→ **Instructions for the task**
Starting from the line that holds "At your convenience, please detect the green grass", print every line through the end of the records, first and last included.

Saved entries
• • • • • • •

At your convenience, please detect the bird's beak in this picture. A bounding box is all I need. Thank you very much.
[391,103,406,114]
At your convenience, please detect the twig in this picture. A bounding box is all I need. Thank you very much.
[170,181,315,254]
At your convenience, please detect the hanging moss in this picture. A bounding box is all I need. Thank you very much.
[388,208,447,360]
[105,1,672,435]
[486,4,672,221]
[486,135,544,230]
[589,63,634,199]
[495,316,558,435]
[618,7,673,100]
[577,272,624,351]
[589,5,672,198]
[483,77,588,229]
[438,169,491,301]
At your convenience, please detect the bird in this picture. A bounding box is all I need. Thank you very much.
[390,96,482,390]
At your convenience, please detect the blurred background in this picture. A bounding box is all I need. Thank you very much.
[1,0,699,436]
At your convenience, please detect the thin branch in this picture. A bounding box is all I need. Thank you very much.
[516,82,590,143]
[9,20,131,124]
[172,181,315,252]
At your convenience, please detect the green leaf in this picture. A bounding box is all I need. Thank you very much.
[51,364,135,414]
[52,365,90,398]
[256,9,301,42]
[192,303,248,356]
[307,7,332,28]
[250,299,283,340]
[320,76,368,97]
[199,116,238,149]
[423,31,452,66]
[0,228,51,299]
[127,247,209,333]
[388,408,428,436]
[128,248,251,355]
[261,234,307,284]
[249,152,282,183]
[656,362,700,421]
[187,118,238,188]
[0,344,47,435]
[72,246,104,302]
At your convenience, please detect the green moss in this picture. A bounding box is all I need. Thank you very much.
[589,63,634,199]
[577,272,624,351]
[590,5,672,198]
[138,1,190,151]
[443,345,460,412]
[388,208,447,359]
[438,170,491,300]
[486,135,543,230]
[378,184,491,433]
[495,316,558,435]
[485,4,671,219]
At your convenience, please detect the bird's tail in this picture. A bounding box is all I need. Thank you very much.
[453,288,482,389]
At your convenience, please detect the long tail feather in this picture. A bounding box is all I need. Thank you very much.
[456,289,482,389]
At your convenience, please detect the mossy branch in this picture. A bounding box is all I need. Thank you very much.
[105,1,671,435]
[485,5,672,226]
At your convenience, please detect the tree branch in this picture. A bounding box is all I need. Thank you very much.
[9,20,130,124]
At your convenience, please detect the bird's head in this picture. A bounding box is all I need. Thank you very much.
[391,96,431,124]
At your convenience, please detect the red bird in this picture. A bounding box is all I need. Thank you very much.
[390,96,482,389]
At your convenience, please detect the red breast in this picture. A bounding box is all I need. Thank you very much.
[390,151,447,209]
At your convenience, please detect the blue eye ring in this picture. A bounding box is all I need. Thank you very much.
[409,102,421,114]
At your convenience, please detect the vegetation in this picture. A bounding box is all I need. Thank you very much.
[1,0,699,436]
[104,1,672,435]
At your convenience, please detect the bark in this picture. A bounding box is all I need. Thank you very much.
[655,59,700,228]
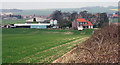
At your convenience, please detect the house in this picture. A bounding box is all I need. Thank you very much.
[72,18,93,30]
[50,19,58,28]
[50,20,57,26]
[3,12,14,15]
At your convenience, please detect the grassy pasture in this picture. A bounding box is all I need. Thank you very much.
[2,28,93,63]
[109,9,118,11]
[1,19,27,25]
[110,18,120,23]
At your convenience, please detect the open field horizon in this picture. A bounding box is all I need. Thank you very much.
[1,6,117,15]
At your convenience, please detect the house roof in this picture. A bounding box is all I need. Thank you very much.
[113,14,118,17]
[77,18,88,22]
[87,21,93,26]
[77,18,93,26]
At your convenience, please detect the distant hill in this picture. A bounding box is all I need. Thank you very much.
[78,6,117,13]
[1,6,117,15]
[0,9,23,12]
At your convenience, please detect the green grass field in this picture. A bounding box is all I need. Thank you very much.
[110,18,120,23]
[2,28,93,63]
[1,19,27,25]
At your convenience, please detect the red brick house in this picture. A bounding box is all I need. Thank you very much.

• • • • • • •

→ **Your response**
At your convenience, please detect the green grass field in this picture. A bounding box is all I need. Thank you very much.
[110,18,120,23]
[2,28,93,63]
[1,19,27,25]
At your convenience, please detect the red brick house in this picture. A bounding box is all I need. Thank you very much.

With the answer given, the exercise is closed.